***** RECORD LIST *****

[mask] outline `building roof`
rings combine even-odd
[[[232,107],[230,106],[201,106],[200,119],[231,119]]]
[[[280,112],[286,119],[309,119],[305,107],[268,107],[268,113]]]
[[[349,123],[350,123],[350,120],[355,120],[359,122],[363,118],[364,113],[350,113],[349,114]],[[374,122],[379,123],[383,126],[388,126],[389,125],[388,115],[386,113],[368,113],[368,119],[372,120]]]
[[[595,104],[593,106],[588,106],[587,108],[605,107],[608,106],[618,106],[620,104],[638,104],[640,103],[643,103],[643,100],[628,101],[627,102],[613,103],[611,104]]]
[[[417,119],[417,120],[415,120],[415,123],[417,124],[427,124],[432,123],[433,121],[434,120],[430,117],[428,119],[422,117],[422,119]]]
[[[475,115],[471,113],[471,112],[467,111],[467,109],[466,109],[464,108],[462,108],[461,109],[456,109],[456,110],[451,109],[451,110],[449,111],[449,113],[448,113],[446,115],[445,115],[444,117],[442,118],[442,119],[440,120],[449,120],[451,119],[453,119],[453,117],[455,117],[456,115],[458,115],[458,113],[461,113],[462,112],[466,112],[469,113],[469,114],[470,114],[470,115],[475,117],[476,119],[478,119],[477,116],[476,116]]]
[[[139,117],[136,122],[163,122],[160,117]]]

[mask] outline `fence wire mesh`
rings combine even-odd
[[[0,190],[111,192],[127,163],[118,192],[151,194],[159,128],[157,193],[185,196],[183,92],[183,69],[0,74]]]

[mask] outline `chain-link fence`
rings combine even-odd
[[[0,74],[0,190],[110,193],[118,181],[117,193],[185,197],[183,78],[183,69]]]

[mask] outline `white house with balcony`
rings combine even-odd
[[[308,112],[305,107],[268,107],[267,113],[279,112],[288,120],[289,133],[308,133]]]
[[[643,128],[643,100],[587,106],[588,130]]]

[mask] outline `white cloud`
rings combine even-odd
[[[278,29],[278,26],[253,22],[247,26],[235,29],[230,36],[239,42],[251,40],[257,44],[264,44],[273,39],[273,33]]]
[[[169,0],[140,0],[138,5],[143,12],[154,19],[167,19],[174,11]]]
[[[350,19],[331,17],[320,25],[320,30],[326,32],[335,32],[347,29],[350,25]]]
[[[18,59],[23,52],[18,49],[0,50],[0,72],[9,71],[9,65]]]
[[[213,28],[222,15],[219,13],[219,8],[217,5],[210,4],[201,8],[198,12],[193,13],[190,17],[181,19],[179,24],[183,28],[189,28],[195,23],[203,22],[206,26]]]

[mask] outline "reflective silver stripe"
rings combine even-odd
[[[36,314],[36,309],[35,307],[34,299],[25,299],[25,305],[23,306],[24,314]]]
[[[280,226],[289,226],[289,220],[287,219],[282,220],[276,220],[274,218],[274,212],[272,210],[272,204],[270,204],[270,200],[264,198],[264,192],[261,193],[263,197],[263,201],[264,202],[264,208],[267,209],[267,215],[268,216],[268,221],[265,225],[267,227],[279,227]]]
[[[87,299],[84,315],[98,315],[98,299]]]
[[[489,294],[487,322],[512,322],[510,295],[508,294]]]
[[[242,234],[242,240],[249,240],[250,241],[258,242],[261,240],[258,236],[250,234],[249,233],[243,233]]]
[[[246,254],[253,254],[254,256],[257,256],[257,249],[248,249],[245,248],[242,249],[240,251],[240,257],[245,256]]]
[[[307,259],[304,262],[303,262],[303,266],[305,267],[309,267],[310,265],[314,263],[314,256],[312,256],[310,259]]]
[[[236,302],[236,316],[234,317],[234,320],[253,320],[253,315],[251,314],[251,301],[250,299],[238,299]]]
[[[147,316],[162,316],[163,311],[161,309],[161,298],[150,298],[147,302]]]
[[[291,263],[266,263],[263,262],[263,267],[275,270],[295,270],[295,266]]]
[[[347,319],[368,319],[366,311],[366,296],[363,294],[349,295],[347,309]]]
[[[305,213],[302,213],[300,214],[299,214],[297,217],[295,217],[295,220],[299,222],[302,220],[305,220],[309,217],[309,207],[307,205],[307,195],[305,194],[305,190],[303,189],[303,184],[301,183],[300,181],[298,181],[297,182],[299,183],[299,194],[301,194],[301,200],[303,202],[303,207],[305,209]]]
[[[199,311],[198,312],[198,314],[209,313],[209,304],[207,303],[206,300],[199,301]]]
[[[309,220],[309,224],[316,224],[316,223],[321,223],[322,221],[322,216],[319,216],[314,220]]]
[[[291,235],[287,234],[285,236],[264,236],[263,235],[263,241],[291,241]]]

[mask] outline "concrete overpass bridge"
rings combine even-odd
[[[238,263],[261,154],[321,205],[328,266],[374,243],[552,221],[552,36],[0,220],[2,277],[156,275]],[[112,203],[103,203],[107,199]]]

*****

EXERCISE PROMPT - Copy all of the material above, line for line, with no changes.

RESPONSE BELOW -
[mask] outline `building roof`
rings combine even-odd
[[[232,107],[230,106],[201,106],[200,119],[231,119]]]
[[[280,112],[286,119],[309,119],[305,107],[268,107],[268,113]]]
[[[349,123],[350,123],[350,120],[355,120],[359,122],[363,118],[364,113],[350,113],[349,114]],[[374,122],[379,123],[383,126],[388,126],[389,125],[388,115],[386,113],[368,113],[368,119],[372,120]]]
[[[595,104],[593,106],[588,106],[587,108],[605,107],[608,106],[618,106],[620,104],[638,104],[640,103],[643,103],[643,100],[628,101],[627,102],[613,103],[611,104]]]
[[[417,119],[417,120],[415,120],[415,123],[417,124],[427,124],[432,123],[433,121],[434,120],[430,117],[428,119],[422,117],[422,119]]]
[[[475,115],[471,113],[471,112],[467,111],[467,109],[466,109],[464,108],[462,108],[461,109],[456,109],[456,110],[451,109],[451,110],[449,111],[449,113],[448,113],[446,115],[445,115],[444,117],[442,118],[442,119],[440,120],[449,120],[451,119],[453,119],[453,117],[455,117],[456,115],[458,115],[458,113],[461,113],[462,112],[466,112],[469,113],[469,114],[470,114],[470,115],[475,117],[476,119],[478,119],[477,116],[476,116]]]
[[[139,117],[136,122],[163,122],[160,117]]]

[mask] outline `fence wire mesh`
rings combine even-odd
[[[0,190],[111,192],[127,163],[118,192],[151,194],[159,128],[157,193],[185,196],[183,92],[183,69],[0,74]]]

[mask] outline `chain-link fence`
rings combine even-odd
[[[0,74],[0,190],[110,193],[118,181],[117,193],[185,197],[183,78],[183,69]]]

[mask] outline `white house with balcony`
rings combine even-odd
[[[308,112],[305,107],[268,107],[267,113],[279,112],[288,120],[289,133],[308,133]]]
[[[643,128],[643,100],[587,106],[588,130]]]

[mask] outline `white cloud`
rings combine even-odd
[[[278,29],[278,26],[253,22],[247,26],[235,29],[230,36],[239,42],[251,40],[257,44],[264,44],[273,39],[273,33]]]
[[[169,0],[140,0],[138,5],[143,12],[154,19],[167,19],[174,11]]]
[[[350,19],[331,17],[320,25],[320,30],[326,32],[335,32],[347,29],[350,25]]]
[[[18,59],[23,52],[18,49],[0,50],[0,72],[9,71],[9,65]]]
[[[213,28],[222,15],[219,13],[219,8],[217,5],[210,4],[201,8],[198,12],[193,13],[190,17],[181,19],[179,24],[183,28],[189,28],[195,23],[203,22],[206,26]]]

[mask] outline "reflective silver stripe"
rings combine even-odd
[[[36,314],[36,309],[35,307],[34,299],[25,299],[25,305],[23,306],[24,314]]]
[[[280,226],[289,226],[289,220],[287,219],[282,220],[276,220],[274,218],[274,212],[272,210],[272,204],[270,204],[270,200],[264,198],[264,192],[261,193],[263,197],[263,201],[264,202],[264,208],[267,209],[267,215],[268,216],[268,221],[265,225],[267,227],[279,227]]]
[[[87,299],[84,315],[98,315],[98,299]]]
[[[489,294],[487,322],[512,322],[510,295],[508,294]]]
[[[242,234],[242,240],[249,240],[250,241],[258,242],[261,240],[258,236],[250,234],[249,233],[243,233]]]
[[[246,254],[253,254],[254,256],[257,256],[257,249],[248,249],[245,248],[242,249],[240,251],[240,257],[245,256]]]
[[[307,259],[304,262],[303,262],[303,266],[305,267],[309,267],[310,265],[314,263],[314,256],[312,256],[310,259]]]
[[[236,302],[236,316],[234,317],[234,320],[253,320],[253,315],[251,314],[251,301],[250,299],[238,299]]]
[[[147,316],[162,316],[163,311],[161,309],[161,298],[150,298],[147,302]]]
[[[291,263],[266,263],[263,262],[263,267],[275,270],[295,270],[295,266]]]
[[[347,319],[368,319],[366,311],[366,296],[363,294],[349,295],[347,309]]]
[[[305,213],[302,213],[300,214],[299,214],[297,217],[295,217],[295,220],[299,222],[302,220],[305,220],[309,217],[309,207],[307,205],[307,195],[305,194],[305,190],[303,189],[303,184],[301,183],[300,181],[298,181],[297,182],[299,183],[299,194],[301,194],[301,200],[303,202],[303,207],[305,209]]]
[[[199,311],[198,312],[198,314],[209,313],[209,304],[207,303],[206,300],[199,301]]]
[[[309,220],[309,224],[316,224],[316,223],[321,223],[322,221],[322,216],[319,216],[314,220]]]
[[[291,235],[287,234],[285,236],[264,236],[263,235],[263,241],[291,241]]]

[mask] outline "concrete overpass bridge"
rings combine even-odd
[[[238,263],[261,154],[321,205],[328,266],[374,243],[552,221],[552,36],[0,220],[2,277],[156,275]],[[112,203],[103,203],[107,199]]]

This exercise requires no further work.